Reproduce each of the rows below word for word, omitting the pictures from your answer.

Region annotation items =>
>> BEGIN

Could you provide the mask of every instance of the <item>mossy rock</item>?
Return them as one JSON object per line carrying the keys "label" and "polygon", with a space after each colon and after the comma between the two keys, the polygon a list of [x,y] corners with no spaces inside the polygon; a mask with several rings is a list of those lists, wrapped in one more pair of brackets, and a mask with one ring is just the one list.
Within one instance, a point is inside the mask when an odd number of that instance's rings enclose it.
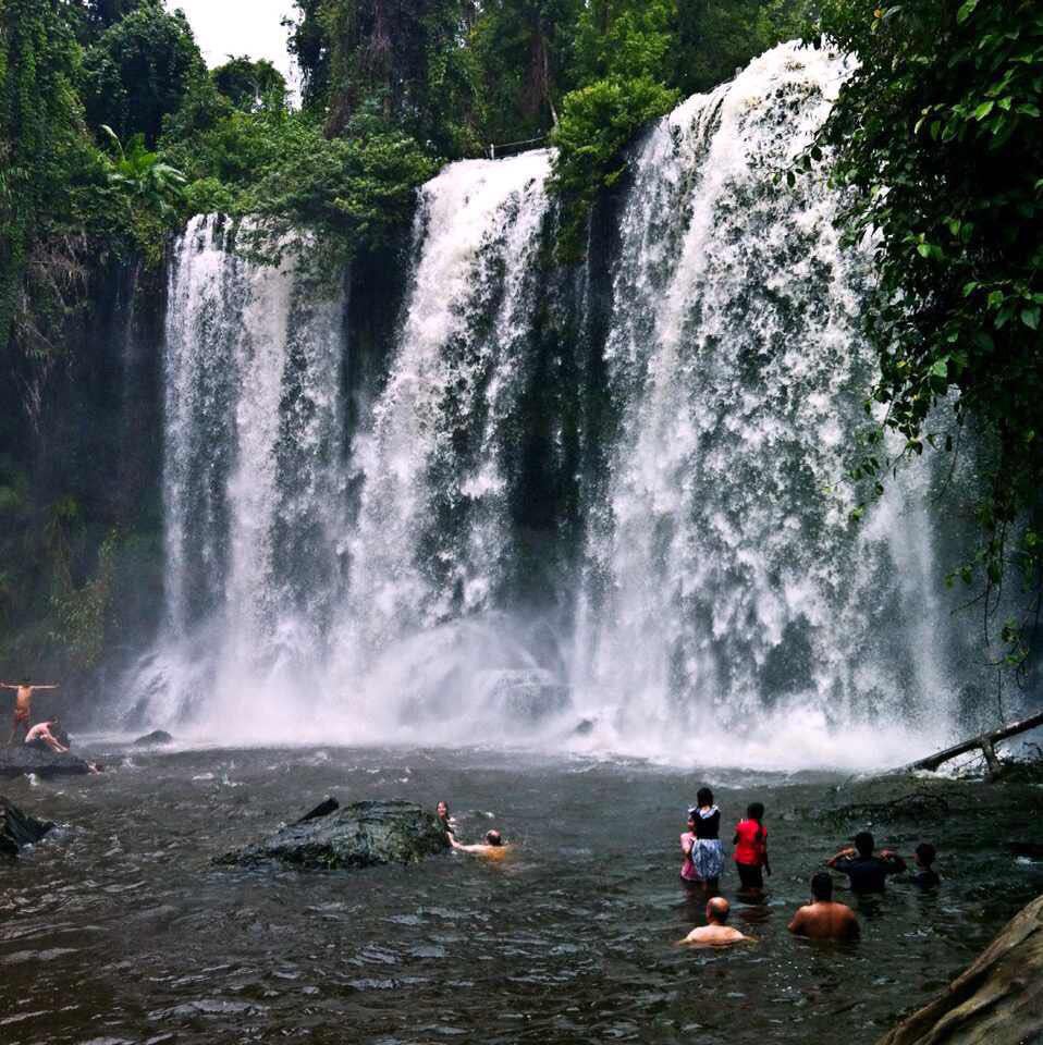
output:
{"label": "mossy rock", "polygon": [[438,817],[413,802],[367,801],[309,814],[261,843],[226,852],[214,862],[234,866],[282,863],[302,870],[358,870],[418,863],[449,848]]}
{"label": "mossy rock", "polygon": [[49,820],[37,820],[23,813],[17,806],[0,795],[0,855],[16,857],[23,846],[35,845],[53,826]]}
{"label": "mossy rock", "polygon": [[1016,914],[981,957],[878,1045],[1043,1042],[1043,896]]}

>> END

COMPLETE OUTPUT =>
Could you provide the mask of every instance of the <item>mossy rock</item>?
Return them as one JSON object per line carrying the keys "label" and "polygon", with a space after each colon and after the comma between the two keys, the polygon a list of [x,y] corners with no spaces inside the polygon; a mask with several rings is a list of those lists, wrapped in one more pair of brackets, and a mask with one ring is just the one list.
Within one instance, a point is inside the mask when an odd number of that instance's rings enclose it.
output:
{"label": "mossy rock", "polygon": [[438,817],[413,802],[367,801],[309,814],[261,843],[226,852],[214,862],[234,866],[282,863],[302,870],[358,870],[418,863],[449,848]]}
{"label": "mossy rock", "polygon": [[49,820],[37,820],[23,813],[17,806],[0,795],[0,855],[16,857],[23,846],[35,845],[53,826]]}
{"label": "mossy rock", "polygon": [[1016,914],[981,957],[878,1045],[1043,1042],[1043,896]]}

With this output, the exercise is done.